___ Record extracts ___
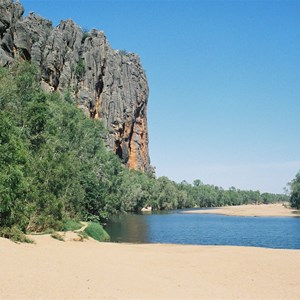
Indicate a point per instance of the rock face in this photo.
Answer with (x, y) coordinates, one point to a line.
(108, 84)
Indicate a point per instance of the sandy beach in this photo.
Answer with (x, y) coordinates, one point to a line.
(261, 210)
(51, 269)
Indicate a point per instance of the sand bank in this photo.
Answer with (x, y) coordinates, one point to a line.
(262, 210)
(90, 270)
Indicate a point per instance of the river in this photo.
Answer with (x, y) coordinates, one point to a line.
(174, 227)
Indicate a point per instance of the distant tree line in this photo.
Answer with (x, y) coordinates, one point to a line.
(295, 191)
(54, 166)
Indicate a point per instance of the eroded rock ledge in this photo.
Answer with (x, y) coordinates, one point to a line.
(108, 84)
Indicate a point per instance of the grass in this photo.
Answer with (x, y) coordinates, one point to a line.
(71, 225)
(15, 234)
(96, 231)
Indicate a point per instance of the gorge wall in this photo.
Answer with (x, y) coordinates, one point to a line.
(107, 84)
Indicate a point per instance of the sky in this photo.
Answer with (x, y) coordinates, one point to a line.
(224, 80)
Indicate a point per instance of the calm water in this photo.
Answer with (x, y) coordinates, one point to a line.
(208, 229)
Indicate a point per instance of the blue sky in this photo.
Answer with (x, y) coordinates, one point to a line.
(224, 80)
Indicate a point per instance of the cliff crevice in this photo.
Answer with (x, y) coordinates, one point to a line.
(107, 84)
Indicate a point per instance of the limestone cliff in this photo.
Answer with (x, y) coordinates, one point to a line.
(108, 84)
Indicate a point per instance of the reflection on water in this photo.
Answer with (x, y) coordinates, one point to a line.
(207, 229)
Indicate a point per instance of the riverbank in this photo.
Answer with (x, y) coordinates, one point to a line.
(51, 269)
(251, 210)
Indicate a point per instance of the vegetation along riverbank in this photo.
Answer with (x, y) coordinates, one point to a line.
(53, 169)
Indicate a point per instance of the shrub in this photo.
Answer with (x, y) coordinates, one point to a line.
(123, 52)
(57, 236)
(80, 68)
(71, 225)
(96, 231)
(15, 234)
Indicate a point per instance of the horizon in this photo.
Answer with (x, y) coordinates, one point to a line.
(223, 80)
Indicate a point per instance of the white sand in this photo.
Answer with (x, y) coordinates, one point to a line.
(90, 270)
(267, 210)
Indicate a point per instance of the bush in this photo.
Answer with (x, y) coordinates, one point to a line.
(57, 236)
(14, 234)
(80, 68)
(71, 225)
(96, 231)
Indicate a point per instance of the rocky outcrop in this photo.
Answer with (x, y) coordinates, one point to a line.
(107, 84)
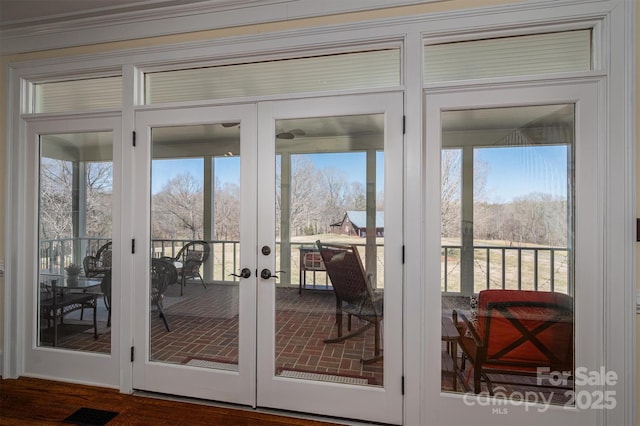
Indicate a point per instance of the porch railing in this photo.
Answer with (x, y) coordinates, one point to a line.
(502, 267)
(533, 268)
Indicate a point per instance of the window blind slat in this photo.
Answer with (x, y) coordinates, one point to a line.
(509, 56)
(373, 69)
(79, 95)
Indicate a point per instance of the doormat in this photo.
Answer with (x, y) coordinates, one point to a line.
(211, 363)
(324, 377)
(90, 417)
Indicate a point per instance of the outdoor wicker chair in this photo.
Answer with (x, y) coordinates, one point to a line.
(97, 266)
(189, 260)
(354, 293)
(163, 273)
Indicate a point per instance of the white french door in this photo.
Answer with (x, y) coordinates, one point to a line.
(260, 184)
(516, 152)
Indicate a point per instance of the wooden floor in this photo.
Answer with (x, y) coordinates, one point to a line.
(42, 402)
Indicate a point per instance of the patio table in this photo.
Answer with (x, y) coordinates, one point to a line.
(63, 298)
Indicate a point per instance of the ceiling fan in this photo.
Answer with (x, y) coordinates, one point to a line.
___
### [Goal]
Transcribe the whole listing exactly. Pictures stay out of your copy.

### [Exercise result]
Indicate a point per instance of the rock face in this photo.
Answer with (x, y) coordinates, one point to a line.
(108, 84)
Indicate a point per instance of the sandy beach in this photo.
Answer with (x, y) coordinates, one point to a line.
(261, 210)
(51, 269)
Indicate a point per instance of the sand bank in this photo.
Answer with (x, y) coordinates, one point to a line.
(262, 210)
(90, 270)
Indicate a point per instance of the river in this photo.
Answer with (x, y) coordinates, one point to a line.
(174, 227)
Indicate a point per instance of the distant tree line in this photo.
Answer with (x, y) coordinates, one point to a line.
(295, 191)
(54, 166)
Indicate a point per instance of the eroded rock ledge in this photo.
Answer with (x, y) coordinates, one point to a line.
(108, 84)
Indicate a point per instance of the grass in this photo.
Answer with (x, y) coordinates, one point to a line.
(71, 225)
(15, 234)
(96, 231)
Indicate a point per instance of the gorge wall in this photo.
Answer with (x, y) coordinates, one point to a line.
(107, 84)
Indicate a point per instance of the sky in this photo.
Answer with (x, y) coordinates, one point to a line.
(224, 80)
Indicate a point per instance of the calm water in this photo.
Answer with (x, y) coordinates, one point to a line.
(208, 229)
Indicate a point per instance of the blue sky in this photo.
Answer with (x, y) coordinates, one point to a line.
(224, 80)
Indicate a point per instance of the cliff crevice in this photo.
Answer with (x, y) coordinates, one point to a line.
(107, 84)
Indicate a point per instance of the limestone cliff in this photo.
Answer with (x, y) coordinates, one point to a line.
(108, 84)
Indicate a point per instance of the reflection on water in this photo.
Answer with (x, y) coordinates, one point to a line.
(207, 229)
Indicate a point per instance of the riverbank in this photo.
Answer with (x, y) coordinates, one point to a line.
(51, 269)
(251, 210)
Indicate a point per instance of the vegetation along riverbank in this photo.
Answer with (x, y) coordinates, one point to a line.
(53, 169)
Indicate a point per instance of the shrub in this photo.
Answer with (x, y) coordinates, one point to a line.
(123, 52)
(57, 236)
(80, 68)
(71, 225)
(96, 231)
(15, 234)
Indicate a point per instance of the horizon in this photo.
Answer with (x, y) coordinates, one point to a line.
(223, 80)
Indicate a point per instance of the white sand in this photo.
Answer with (x, y) coordinates, one point to a line.
(90, 270)
(267, 210)
Indicate a point per instance of the bush in this photo.
Answer with (x, y) coordinates, one point to a line.
(57, 236)
(14, 234)
(80, 68)
(71, 225)
(96, 231)
Indicate a point per instance of the rocky outcrop in this photo.
Answer with (x, y) coordinates, one point to a line.
(107, 84)
Indicate a point per instance of the porch railing in this photo.
Answer with (x, y) coordinates, one point to a line.
(502, 267)
(533, 268)
Indicate a point per instance of the window blind slat in this photo.
Answer with (x, y) coordinates, one point to a line.
(509, 56)
(373, 69)
(79, 95)
Indicate a point per instance of the doormat in this photo.
Answer with (x, y) coordinates, one point to a line.
(211, 363)
(324, 377)
(90, 417)
Indicate a point per instance of the outdoor wicker chair in this photo.
Answer with (x, y) coordinates, one point to a line.
(97, 266)
(189, 260)
(354, 293)
(163, 273)
Indicate a point per instance of the white french door in this photo.
Answer with (x, y) coordinates, one point to a line.
(260, 184)
(516, 152)
Indicate a point per instance of the wooden floor in this photo.
Answer with (x, y) coordinates, one point to a line.
(42, 402)
Indicate a point per instance of the patio table in this photo.
Answer with (x, y) coordinates, one point to a line.
(63, 298)
Indicate a point per instance of the ceiling fan in this photo.
Answer with (x, y) coordinates, one point to a line.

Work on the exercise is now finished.